▶ [EXERCISE REQUIREMENTS]
Reproduce all of the material below word for word, leaving out the pictures.

▶ [DATA SUPPLIED]

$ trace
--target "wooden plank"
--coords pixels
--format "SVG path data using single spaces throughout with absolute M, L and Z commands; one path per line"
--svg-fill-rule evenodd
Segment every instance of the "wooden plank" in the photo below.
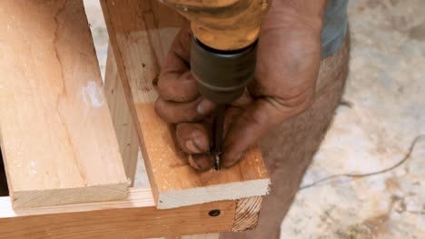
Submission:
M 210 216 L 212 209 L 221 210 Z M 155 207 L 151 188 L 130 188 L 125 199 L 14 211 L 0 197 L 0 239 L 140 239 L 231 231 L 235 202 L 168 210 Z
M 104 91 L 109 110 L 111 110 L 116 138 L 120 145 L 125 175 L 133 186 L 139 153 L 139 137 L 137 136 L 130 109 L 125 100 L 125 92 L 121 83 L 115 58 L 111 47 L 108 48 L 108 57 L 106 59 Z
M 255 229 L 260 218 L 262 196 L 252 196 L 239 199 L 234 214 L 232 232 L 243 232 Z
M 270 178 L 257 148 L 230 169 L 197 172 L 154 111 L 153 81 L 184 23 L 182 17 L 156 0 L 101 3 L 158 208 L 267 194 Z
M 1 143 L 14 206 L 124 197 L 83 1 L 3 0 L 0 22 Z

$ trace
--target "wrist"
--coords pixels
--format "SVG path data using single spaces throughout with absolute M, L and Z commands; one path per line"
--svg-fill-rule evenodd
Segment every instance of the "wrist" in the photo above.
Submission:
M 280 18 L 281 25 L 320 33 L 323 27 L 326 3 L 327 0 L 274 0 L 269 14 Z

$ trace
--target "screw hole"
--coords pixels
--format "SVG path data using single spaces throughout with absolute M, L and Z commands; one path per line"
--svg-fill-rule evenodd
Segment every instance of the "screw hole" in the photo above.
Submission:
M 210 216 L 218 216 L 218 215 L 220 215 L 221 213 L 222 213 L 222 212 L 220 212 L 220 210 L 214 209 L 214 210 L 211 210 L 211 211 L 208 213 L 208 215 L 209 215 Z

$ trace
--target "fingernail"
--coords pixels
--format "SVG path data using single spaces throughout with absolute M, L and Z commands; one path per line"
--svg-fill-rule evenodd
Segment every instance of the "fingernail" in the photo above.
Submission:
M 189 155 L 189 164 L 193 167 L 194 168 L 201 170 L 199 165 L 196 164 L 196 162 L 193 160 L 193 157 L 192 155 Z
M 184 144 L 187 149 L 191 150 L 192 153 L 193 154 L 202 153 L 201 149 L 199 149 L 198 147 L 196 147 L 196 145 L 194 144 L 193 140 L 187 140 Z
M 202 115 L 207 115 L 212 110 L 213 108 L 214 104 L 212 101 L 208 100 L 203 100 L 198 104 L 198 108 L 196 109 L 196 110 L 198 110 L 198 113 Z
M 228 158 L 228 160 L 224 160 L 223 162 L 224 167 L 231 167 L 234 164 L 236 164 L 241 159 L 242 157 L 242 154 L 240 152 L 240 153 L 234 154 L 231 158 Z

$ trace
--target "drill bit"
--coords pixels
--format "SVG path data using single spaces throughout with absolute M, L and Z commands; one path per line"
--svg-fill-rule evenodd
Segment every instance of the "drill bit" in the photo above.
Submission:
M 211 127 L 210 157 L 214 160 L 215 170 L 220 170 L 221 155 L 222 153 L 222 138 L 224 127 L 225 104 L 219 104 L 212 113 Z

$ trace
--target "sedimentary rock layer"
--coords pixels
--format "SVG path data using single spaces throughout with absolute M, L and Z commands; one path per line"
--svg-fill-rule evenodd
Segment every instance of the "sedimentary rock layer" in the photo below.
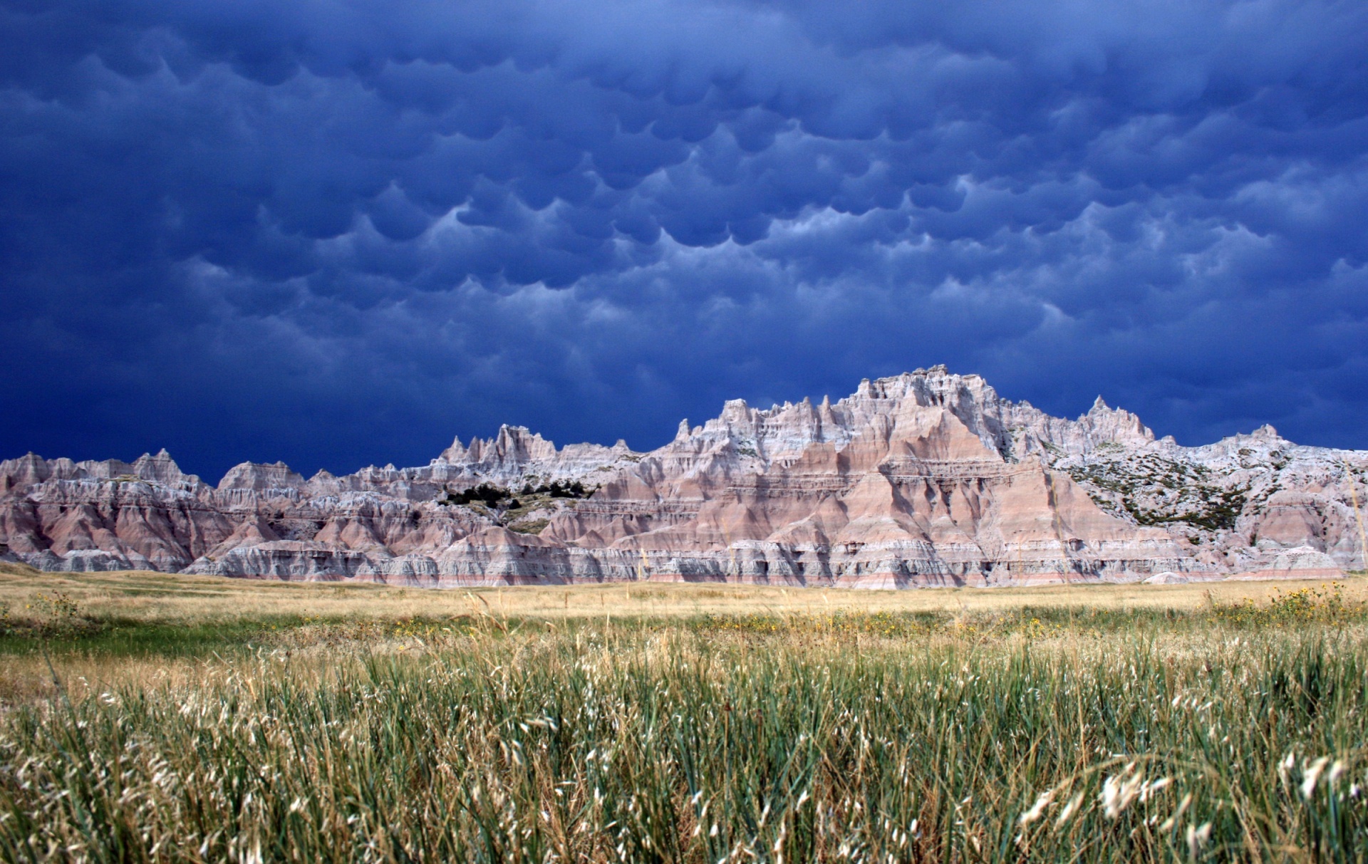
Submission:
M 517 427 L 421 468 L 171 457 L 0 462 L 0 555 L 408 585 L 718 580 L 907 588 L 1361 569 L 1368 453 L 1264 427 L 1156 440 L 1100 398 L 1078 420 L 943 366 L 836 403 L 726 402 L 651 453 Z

▶ [OUTPUT OF THE TASK]
$ trace
--target "wooden plank"
--coords pixels
--format "SVG path data using single spaces throughout with absolute M, L and Z commands; one path per line"
--svg-fill-rule evenodd
Segment every instance of the "wooden plank" in the photo below.
Submission:
M 210 216 L 212 209 L 221 210 Z M 155 207 L 151 188 L 130 188 L 125 199 L 14 211 L 0 197 L 0 239 L 140 239 L 231 231 L 235 202 L 168 210 Z
M 104 91 L 109 110 L 111 110 L 116 138 L 120 145 L 125 175 L 133 186 L 139 153 L 139 137 L 137 136 L 130 109 L 125 100 L 125 92 L 121 83 L 115 58 L 111 47 L 108 48 L 108 57 L 106 59 Z
M 255 229 L 260 218 L 262 196 L 252 196 L 239 199 L 234 214 L 232 232 L 243 232 Z
M 270 178 L 257 148 L 230 169 L 197 172 L 154 111 L 153 81 L 184 23 L 182 17 L 156 0 L 101 3 L 158 208 L 267 194 Z
M 1 143 L 14 206 L 124 197 L 83 1 L 3 0 L 0 22 Z

$ trace
--target "wrist"
--coords pixels
--format "SVG path data using single spaces throughout with absolute M, L and Z commands; one path per line"
--svg-fill-rule evenodd
Segment every instance of the "wrist" in the photo above.
Submission:
M 280 18 L 281 25 L 320 33 L 323 27 L 326 3 L 327 0 L 274 0 L 269 14 Z

$ trace
--target "screw hole"
--coords pixels
--format "SVG path data using single spaces throughout with absolute M, L and Z commands; one path per line"
--svg-fill-rule evenodd
Segment every instance of the "screw hole" in the photo above.
Submission:
M 210 216 L 218 216 L 218 215 L 220 215 L 221 213 L 222 213 L 222 212 L 220 212 L 220 210 L 214 209 L 214 210 L 211 210 L 211 211 L 208 213 L 208 215 L 209 215 Z

$ trace
--target "fingernail"
--coords pixels
--format "SVG path data using single spaces throughout with absolute M, L and Z commands; one path per line"
--svg-fill-rule evenodd
Segment every instance of the "fingernail" in the photo above.
Submission:
M 189 155 L 189 164 L 193 167 L 194 168 L 201 170 L 199 165 L 196 164 L 196 162 L 193 160 L 193 157 L 192 155 Z
M 184 144 L 187 149 L 191 150 L 192 153 L 193 154 L 202 153 L 201 149 L 199 149 L 198 147 L 196 147 L 196 145 L 194 144 L 193 140 L 187 140 Z
M 202 115 L 207 115 L 212 110 L 213 108 L 214 104 L 212 101 L 208 100 L 203 100 L 198 104 L 198 108 L 196 109 L 196 110 L 198 110 L 198 113 Z
M 228 158 L 228 160 L 224 160 L 223 162 L 224 167 L 231 167 L 234 164 L 236 164 L 241 159 L 242 157 L 242 154 L 240 152 L 240 153 L 234 154 L 231 158 Z

$ trace
--target "drill bit"
--coords pixels
--format "SVG path data using single spaces throughout with absolute M, L and Z commands; one path per line"
--svg-fill-rule evenodd
Segment every instance of the "drill bit" in the photo above.
Submission:
M 211 127 L 210 157 L 214 160 L 215 170 L 220 170 L 221 155 L 222 153 L 222 138 L 224 127 L 225 104 L 219 104 L 212 113 Z

$ trace
--target "sedimentary rock layer"
--coords pixels
--format "SVG path data using single spaces throughout with absolute M, L and Z commands; one path per line"
--svg-fill-rule evenodd
Segment every instance of the "sedimentary rock layer" in the photo below.
Submission:
M 517 427 L 421 468 L 171 457 L 0 462 L 0 555 L 408 585 L 718 580 L 907 588 L 1361 569 L 1368 453 L 1264 427 L 1156 440 L 1100 398 L 1078 420 L 943 366 L 836 403 L 726 402 L 651 453 Z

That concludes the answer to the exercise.